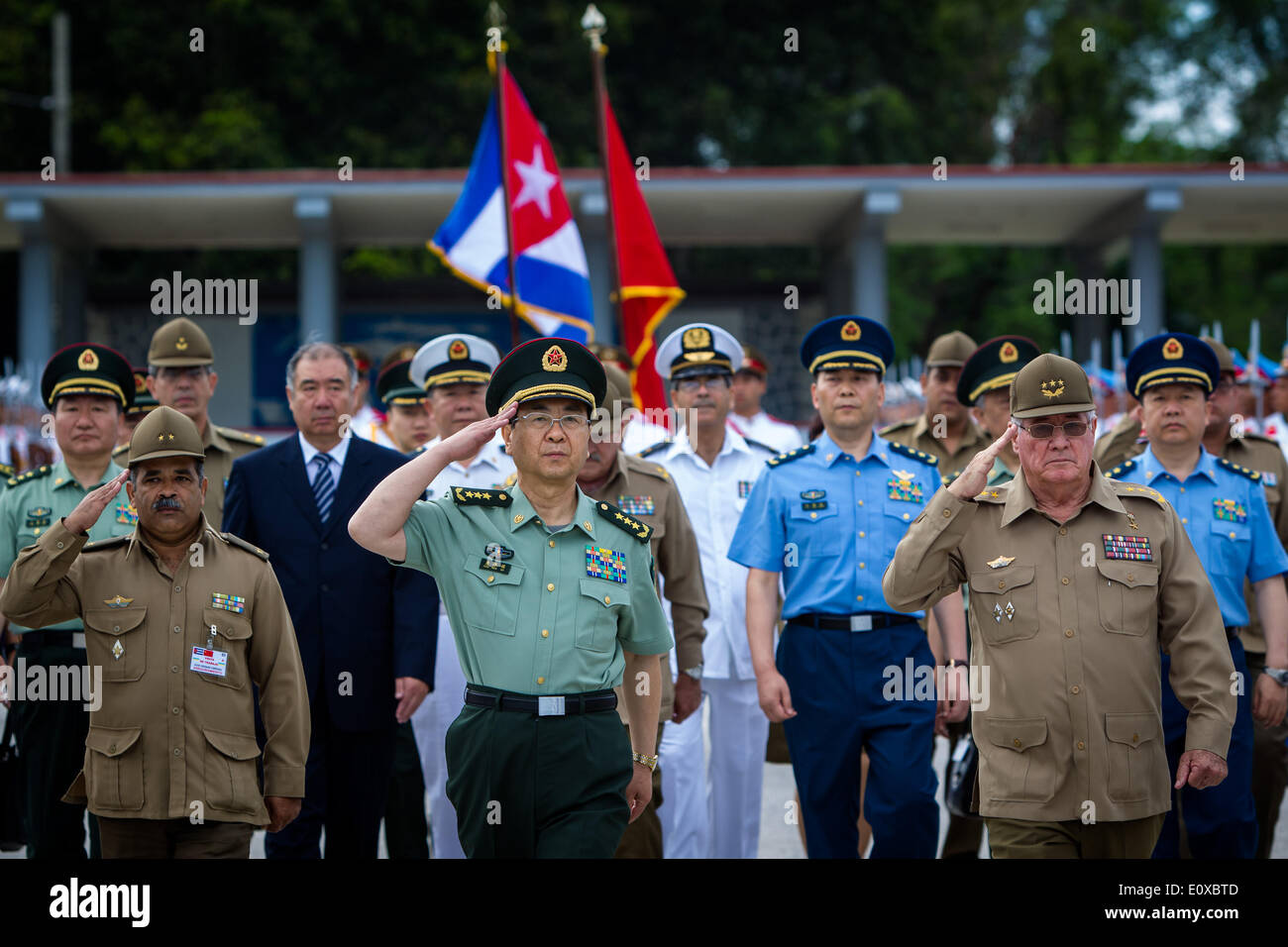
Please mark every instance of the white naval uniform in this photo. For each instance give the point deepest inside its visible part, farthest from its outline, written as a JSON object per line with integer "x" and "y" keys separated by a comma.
{"x": 488, "y": 470}
{"x": 768, "y": 431}
{"x": 713, "y": 497}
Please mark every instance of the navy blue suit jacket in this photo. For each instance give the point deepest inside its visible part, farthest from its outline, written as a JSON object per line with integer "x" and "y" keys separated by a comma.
{"x": 353, "y": 611}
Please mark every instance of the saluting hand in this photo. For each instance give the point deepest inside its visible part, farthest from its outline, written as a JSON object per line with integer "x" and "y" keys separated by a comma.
{"x": 1199, "y": 768}
{"x": 974, "y": 478}
{"x": 469, "y": 441}
{"x": 93, "y": 504}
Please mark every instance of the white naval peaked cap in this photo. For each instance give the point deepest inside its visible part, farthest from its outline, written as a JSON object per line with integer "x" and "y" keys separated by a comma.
{"x": 454, "y": 357}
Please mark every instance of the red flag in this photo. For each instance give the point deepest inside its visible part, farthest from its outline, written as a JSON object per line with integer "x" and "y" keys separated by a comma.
{"x": 649, "y": 290}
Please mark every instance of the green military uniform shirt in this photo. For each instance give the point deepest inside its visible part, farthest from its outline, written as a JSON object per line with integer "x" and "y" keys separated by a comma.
{"x": 535, "y": 611}
{"x": 38, "y": 499}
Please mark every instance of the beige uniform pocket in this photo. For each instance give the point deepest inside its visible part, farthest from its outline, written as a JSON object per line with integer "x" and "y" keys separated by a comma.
{"x": 114, "y": 768}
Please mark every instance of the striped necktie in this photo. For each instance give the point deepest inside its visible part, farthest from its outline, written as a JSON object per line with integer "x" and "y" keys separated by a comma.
{"x": 323, "y": 486}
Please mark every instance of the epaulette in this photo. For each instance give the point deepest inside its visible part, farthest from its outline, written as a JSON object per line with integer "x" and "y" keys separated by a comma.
{"x": 791, "y": 455}
{"x": 1138, "y": 489}
{"x": 243, "y": 544}
{"x": 468, "y": 496}
{"x": 1250, "y": 474}
{"x": 34, "y": 474}
{"x": 623, "y": 522}
{"x": 241, "y": 436}
{"x": 106, "y": 544}
{"x": 913, "y": 453}
{"x": 656, "y": 447}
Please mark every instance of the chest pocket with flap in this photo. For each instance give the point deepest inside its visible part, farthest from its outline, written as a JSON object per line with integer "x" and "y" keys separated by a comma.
{"x": 1128, "y": 595}
{"x": 104, "y": 629}
{"x": 492, "y": 598}
{"x": 1005, "y": 603}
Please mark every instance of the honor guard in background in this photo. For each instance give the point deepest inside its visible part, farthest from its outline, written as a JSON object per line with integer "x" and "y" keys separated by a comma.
{"x": 180, "y": 376}
{"x": 454, "y": 371}
{"x": 647, "y": 492}
{"x": 553, "y": 603}
{"x": 715, "y": 470}
{"x": 1076, "y": 582}
{"x": 1223, "y": 506}
{"x": 143, "y": 402}
{"x": 86, "y": 386}
{"x": 827, "y": 517}
{"x": 945, "y": 429}
{"x": 181, "y": 621}
{"x": 747, "y": 418}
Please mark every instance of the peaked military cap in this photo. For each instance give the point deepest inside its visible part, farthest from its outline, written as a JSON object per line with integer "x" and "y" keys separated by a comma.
{"x": 848, "y": 342}
{"x": 546, "y": 368}
{"x": 1172, "y": 359}
{"x": 951, "y": 350}
{"x": 88, "y": 368}
{"x": 993, "y": 365}
{"x": 165, "y": 433}
{"x": 451, "y": 359}
{"x": 179, "y": 343}
{"x": 697, "y": 348}
{"x": 1050, "y": 385}
{"x": 394, "y": 385}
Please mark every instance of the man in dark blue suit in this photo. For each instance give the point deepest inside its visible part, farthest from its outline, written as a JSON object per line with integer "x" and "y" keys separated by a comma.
{"x": 366, "y": 629}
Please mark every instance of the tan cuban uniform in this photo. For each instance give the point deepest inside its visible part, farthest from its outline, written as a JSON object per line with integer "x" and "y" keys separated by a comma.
{"x": 165, "y": 736}
{"x": 1069, "y": 635}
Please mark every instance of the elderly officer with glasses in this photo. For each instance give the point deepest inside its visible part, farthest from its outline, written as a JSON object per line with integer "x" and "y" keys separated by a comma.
{"x": 552, "y": 600}
{"x": 1076, "y": 583}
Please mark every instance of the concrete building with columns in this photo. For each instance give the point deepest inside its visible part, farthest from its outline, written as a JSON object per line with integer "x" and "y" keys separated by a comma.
{"x": 849, "y": 214}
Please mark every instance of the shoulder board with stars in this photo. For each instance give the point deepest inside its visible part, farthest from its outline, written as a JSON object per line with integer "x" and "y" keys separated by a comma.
{"x": 1138, "y": 489}
{"x": 43, "y": 471}
{"x": 913, "y": 453}
{"x": 241, "y": 436}
{"x": 1236, "y": 468}
{"x": 655, "y": 449}
{"x": 110, "y": 543}
{"x": 468, "y": 496}
{"x": 622, "y": 521}
{"x": 243, "y": 544}
{"x": 791, "y": 455}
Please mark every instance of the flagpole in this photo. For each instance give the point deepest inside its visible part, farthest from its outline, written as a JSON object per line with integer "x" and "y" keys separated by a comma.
{"x": 593, "y": 26}
{"x": 496, "y": 17}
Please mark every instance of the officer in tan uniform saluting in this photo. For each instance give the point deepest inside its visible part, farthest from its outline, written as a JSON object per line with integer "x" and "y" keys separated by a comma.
{"x": 181, "y": 620}
{"x": 1076, "y": 581}
{"x": 179, "y": 376}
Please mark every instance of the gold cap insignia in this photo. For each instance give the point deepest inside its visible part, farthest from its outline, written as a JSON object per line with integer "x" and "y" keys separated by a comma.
{"x": 554, "y": 360}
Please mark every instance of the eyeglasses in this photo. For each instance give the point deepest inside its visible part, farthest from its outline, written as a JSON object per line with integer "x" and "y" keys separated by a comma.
{"x": 1044, "y": 431}
{"x": 542, "y": 423}
{"x": 692, "y": 384}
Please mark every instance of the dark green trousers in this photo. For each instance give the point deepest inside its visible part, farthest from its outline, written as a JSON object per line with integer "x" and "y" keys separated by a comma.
{"x": 528, "y": 787}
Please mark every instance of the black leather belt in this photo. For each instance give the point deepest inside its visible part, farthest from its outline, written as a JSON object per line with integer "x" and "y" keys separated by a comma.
{"x": 863, "y": 621}
{"x": 555, "y": 705}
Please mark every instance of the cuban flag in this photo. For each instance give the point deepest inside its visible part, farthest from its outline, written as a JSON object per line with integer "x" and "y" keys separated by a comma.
{"x": 550, "y": 262}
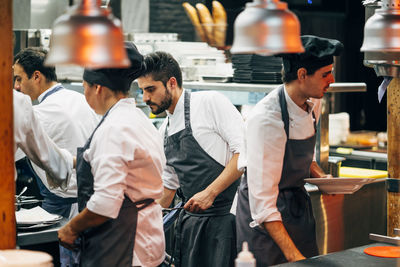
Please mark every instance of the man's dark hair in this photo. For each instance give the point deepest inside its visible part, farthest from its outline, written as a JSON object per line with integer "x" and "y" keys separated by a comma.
{"x": 32, "y": 59}
{"x": 162, "y": 66}
{"x": 288, "y": 77}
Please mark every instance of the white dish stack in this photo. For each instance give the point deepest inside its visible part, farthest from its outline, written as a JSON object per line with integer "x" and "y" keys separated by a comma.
{"x": 339, "y": 128}
{"x": 24, "y": 258}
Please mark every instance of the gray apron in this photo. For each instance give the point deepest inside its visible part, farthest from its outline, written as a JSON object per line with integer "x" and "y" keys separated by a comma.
{"x": 293, "y": 203}
{"x": 111, "y": 243}
{"x": 207, "y": 238}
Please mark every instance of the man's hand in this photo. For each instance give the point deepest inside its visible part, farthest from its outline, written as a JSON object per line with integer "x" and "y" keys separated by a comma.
{"x": 200, "y": 201}
{"x": 67, "y": 236}
{"x": 278, "y": 232}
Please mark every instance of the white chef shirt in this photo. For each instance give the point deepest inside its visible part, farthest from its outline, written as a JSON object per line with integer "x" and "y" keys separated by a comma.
{"x": 216, "y": 124}
{"x": 68, "y": 121}
{"x": 127, "y": 158}
{"x": 265, "y": 149}
{"x": 30, "y": 136}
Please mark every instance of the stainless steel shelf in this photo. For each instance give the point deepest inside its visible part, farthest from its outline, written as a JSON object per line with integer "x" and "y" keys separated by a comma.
{"x": 266, "y": 88}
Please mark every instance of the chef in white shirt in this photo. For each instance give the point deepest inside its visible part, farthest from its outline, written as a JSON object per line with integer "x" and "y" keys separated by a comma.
{"x": 119, "y": 176}
{"x": 274, "y": 213}
{"x": 64, "y": 114}
{"x": 30, "y": 136}
{"x": 203, "y": 133}
{"x": 67, "y": 119}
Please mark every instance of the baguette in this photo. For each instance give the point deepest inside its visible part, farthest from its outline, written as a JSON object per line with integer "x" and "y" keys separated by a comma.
{"x": 220, "y": 23}
{"x": 206, "y": 21}
{"x": 194, "y": 18}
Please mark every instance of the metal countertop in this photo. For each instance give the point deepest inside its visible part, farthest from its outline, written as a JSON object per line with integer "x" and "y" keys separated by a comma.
{"x": 347, "y": 258}
{"x": 47, "y": 235}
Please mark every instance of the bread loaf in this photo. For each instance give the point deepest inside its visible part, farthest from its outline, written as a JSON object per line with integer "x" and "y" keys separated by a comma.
{"x": 220, "y": 23}
{"x": 194, "y": 18}
{"x": 206, "y": 21}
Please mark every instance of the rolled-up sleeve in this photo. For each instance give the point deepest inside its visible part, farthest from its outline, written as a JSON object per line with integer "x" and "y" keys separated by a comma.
{"x": 228, "y": 121}
{"x": 265, "y": 149}
{"x": 30, "y": 136}
{"x": 109, "y": 168}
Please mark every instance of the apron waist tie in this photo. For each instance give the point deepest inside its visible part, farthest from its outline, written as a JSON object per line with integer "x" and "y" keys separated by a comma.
{"x": 213, "y": 211}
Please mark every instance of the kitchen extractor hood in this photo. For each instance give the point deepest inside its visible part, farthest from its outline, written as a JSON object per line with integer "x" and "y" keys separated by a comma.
{"x": 382, "y": 37}
{"x": 89, "y": 36}
{"x": 266, "y": 27}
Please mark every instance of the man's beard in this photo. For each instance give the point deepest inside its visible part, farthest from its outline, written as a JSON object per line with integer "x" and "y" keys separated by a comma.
{"x": 164, "y": 105}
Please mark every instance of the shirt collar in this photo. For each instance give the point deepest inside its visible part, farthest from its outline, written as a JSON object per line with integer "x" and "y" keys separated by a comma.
{"x": 294, "y": 108}
{"x": 44, "y": 93}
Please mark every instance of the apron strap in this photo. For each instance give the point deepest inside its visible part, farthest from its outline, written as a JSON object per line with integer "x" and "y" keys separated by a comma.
{"x": 187, "y": 111}
{"x": 144, "y": 203}
{"x": 285, "y": 114}
{"x": 52, "y": 91}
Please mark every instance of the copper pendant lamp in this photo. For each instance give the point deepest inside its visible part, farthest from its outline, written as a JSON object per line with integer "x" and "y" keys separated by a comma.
{"x": 89, "y": 36}
{"x": 267, "y": 27}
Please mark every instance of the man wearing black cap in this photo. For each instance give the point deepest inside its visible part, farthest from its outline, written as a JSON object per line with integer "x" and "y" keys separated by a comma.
{"x": 274, "y": 213}
{"x": 119, "y": 176}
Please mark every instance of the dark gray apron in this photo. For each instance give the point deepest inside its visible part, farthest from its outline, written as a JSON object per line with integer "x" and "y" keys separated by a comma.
{"x": 293, "y": 203}
{"x": 111, "y": 243}
{"x": 207, "y": 238}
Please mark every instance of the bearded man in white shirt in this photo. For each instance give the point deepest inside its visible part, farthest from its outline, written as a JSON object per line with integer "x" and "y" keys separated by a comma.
{"x": 30, "y": 136}
{"x": 202, "y": 133}
{"x": 274, "y": 213}
{"x": 67, "y": 119}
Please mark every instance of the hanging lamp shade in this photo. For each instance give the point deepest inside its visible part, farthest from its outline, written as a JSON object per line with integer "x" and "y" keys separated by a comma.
{"x": 89, "y": 36}
{"x": 382, "y": 30}
{"x": 266, "y": 27}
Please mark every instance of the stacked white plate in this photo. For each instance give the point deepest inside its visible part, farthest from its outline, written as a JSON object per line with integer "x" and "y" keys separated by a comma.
{"x": 340, "y": 185}
{"x": 24, "y": 258}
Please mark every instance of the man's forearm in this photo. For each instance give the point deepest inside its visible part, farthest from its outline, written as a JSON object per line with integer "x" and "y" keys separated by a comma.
{"x": 281, "y": 237}
{"x": 85, "y": 220}
{"x": 228, "y": 176}
{"x": 166, "y": 200}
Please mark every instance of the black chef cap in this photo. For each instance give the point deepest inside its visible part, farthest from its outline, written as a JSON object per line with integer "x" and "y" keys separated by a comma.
{"x": 117, "y": 79}
{"x": 318, "y": 53}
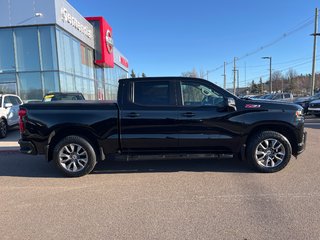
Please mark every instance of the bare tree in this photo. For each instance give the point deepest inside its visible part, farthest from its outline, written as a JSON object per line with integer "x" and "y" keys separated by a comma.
{"x": 277, "y": 79}
{"x": 192, "y": 74}
{"x": 292, "y": 80}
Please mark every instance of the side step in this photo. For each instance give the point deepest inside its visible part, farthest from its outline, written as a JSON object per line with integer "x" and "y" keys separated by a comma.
{"x": 147, "y": 157}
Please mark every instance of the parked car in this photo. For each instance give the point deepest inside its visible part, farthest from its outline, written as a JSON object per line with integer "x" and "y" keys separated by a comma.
{"x": 9, "y": 108}
{"x": 314, "y": 108}
{"x": 305, "y": 101}
{"x": 61, "y": 96}
{"x": 163, "y": 118}
{"x": 284, "y": 97}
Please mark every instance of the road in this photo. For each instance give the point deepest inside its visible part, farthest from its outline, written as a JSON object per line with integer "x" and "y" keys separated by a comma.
{"x": 220, "y": 199}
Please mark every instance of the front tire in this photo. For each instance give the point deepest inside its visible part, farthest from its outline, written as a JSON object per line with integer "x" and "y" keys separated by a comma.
{"x": 268, "y": 151}
{"x": 3, "y": 128}
{"x": 74, "y": 156}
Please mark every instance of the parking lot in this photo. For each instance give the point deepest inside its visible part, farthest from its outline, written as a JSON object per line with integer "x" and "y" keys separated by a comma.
{"x": 219, "y": 199}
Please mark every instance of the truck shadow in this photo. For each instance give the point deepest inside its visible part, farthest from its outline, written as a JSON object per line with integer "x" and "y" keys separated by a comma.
{"x": 15, "y": 164}
{"x": 195, "y": 165}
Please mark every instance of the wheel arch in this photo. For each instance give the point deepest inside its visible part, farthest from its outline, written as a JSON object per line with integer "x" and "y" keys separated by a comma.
{"x": 84, "y": 132}
{"x": 284, "y": 129}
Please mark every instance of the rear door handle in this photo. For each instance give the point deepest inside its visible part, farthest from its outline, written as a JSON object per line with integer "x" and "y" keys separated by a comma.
{"x": 133, "y": 115}
{"x": 188, "y": 114}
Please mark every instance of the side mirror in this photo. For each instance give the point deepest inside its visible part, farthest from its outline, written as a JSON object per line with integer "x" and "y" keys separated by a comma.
{"x": 232, "y": 103}
{"x": 8, "y": 105}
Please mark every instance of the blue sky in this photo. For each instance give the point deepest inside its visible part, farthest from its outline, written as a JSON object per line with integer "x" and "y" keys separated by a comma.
{"x": 166, "y": 38}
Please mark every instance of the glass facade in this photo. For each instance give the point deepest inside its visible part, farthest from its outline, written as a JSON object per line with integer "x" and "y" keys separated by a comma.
{"x": 41, "y": 59}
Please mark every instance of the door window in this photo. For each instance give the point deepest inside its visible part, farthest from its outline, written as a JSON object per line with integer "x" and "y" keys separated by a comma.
{"x": 14, "y": 100}
{"x": 195, "y": 94}
{"x": 7, "y": 100}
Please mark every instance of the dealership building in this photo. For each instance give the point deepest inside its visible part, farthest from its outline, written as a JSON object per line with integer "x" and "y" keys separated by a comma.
{"x": 47, "y": 46}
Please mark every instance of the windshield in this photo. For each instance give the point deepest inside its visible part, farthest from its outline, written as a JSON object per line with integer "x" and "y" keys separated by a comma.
{"x": 268, "y": 96}
{"x": 315, "y": 97}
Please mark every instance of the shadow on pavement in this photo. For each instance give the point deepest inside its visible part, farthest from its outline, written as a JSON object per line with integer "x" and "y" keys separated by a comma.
{"x": 15, "y": 164}
{"x": 197, "y": 165}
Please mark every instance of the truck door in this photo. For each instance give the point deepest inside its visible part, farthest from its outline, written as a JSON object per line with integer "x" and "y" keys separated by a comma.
{"x": 149, "y": 117}
{"x": 204, "y": 123}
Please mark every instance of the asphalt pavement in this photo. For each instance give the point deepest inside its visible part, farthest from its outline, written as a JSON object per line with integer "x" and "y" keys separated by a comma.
{"x": 197, "y": 199}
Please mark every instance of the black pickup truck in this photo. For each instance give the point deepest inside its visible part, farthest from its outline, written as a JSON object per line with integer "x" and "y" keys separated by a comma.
{"x": 163, "y": 118}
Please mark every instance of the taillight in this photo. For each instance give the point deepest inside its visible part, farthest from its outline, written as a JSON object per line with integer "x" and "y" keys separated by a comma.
{"x": 22, "y": 114}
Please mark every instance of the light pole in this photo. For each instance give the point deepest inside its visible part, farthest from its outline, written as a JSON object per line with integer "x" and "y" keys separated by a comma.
{"x": 270, "y": 58}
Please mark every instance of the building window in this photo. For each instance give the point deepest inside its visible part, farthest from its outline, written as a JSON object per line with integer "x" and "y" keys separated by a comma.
{"x": 30, "y": 86}
{"x": 48, "y": 48}
{"x": 27, "y": 49}
{"x": 152, "y": 93}
{"x": 7, "y": 63}
{"x": 50, "y": 82}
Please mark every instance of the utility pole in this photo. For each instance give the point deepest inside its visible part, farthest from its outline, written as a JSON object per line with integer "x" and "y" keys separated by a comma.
{"x": 234, "y": 76}
{"x": 315, "y": 34}
{"x": 270, "y": 71}
{"x": 237, "y": 82}
{"x": 261, "y": 85}
{"x": 245, "y": 75}
{"x": 224, "y": 77}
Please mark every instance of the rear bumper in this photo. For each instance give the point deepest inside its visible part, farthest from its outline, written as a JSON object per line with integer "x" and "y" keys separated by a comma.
{"x": 27, "y": 147}
{"x": 302, "y": 145}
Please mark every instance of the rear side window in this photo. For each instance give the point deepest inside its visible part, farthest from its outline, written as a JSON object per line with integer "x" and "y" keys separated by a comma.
{"x": 195, "y": 94}
{"x": 14, "y": 100}
{"x": 152, "y": 93}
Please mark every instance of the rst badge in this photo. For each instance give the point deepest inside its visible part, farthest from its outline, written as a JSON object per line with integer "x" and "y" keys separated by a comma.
{"x": 109, "y": 41}
{"x": 252, "y": 106}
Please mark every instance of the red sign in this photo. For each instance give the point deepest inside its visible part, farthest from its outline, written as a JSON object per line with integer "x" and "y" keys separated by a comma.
{"x": 105, "y": 44}
{"x": 124, "y": 62}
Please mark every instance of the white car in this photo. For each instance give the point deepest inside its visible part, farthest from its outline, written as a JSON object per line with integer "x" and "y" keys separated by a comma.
{"x": 9, "y": 112}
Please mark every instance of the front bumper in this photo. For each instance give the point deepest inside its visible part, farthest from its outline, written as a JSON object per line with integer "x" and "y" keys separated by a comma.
{"x": 302, "y": 145}
{"x": 27, "y": 147}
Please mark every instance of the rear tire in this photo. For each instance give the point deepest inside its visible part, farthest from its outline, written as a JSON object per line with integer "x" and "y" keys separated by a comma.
{"x": 268, "y": 151}
{"x": 74, "y": 156}
{"x": 3, "y": 128}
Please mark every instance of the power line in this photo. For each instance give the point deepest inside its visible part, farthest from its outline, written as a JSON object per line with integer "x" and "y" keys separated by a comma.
{"x": 295, "y": 29}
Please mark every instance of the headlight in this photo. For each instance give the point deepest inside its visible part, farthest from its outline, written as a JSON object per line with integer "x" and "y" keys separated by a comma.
{"x": 299, "y": 113}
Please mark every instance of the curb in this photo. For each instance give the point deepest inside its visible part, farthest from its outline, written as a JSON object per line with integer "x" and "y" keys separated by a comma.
{"x": 9, "y": 149}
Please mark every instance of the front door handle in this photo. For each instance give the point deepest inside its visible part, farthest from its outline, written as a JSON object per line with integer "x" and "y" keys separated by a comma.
{"x": 133, "y": 115}
{"x": 188, "y": 114}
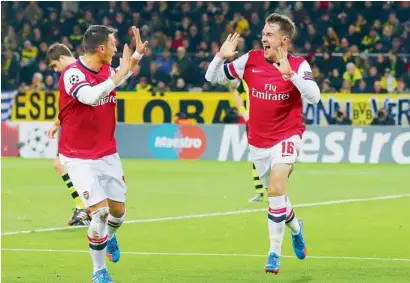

★ ★ ★ ★ ★

Extract every line of the items above that contains the word "taillight".

Please mark every instance of the taillight in this photo. For each instance give the point deepest inside its visible part, farthest from its outline, written as a JSON object per line with integer "x" and "y" keys separated by a comma.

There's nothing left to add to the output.